● **PROVIDED ENTRIES**
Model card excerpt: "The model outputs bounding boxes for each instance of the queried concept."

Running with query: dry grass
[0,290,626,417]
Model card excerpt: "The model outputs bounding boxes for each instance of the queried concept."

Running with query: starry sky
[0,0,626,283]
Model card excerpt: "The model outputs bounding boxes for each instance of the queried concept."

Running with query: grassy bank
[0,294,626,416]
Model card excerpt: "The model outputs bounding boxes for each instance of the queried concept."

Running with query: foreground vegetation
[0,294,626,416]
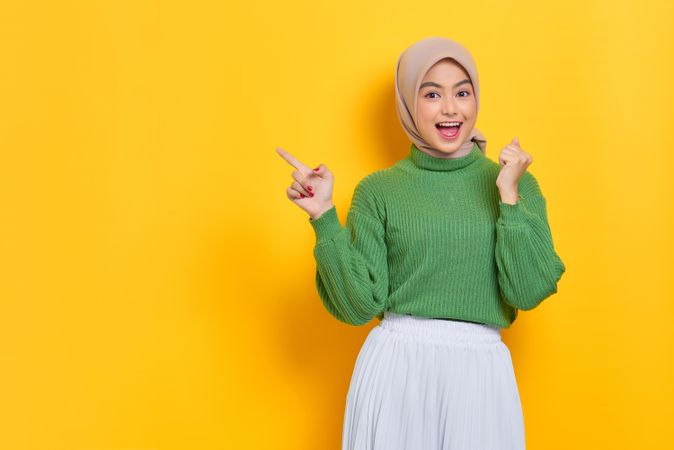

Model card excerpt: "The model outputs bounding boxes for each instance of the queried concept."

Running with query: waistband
[379,311,501,344]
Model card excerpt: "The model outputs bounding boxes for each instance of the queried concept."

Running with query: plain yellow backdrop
[0,0,674,450]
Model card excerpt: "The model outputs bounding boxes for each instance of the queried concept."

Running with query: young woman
[277,37,565,450]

● **WHAT THE TASK ASKS**
Rewrite the entries as a numbered list, beginning at the first line and stopping after the line that contains "[0,0,626,283]". Leave out blank lines.

● **EXERCISE ANSWER**
1. Model card excerpt: "The model outputs bounding boxes for each instance of the queried concept."
2. Running with query: dry grass
3. [0,290,626,417]
4. Model card excerpt: "The model outputs bounding boxes for each instance of the queried concept."
5. Running with query: starry sky
6. [0,0,626,283]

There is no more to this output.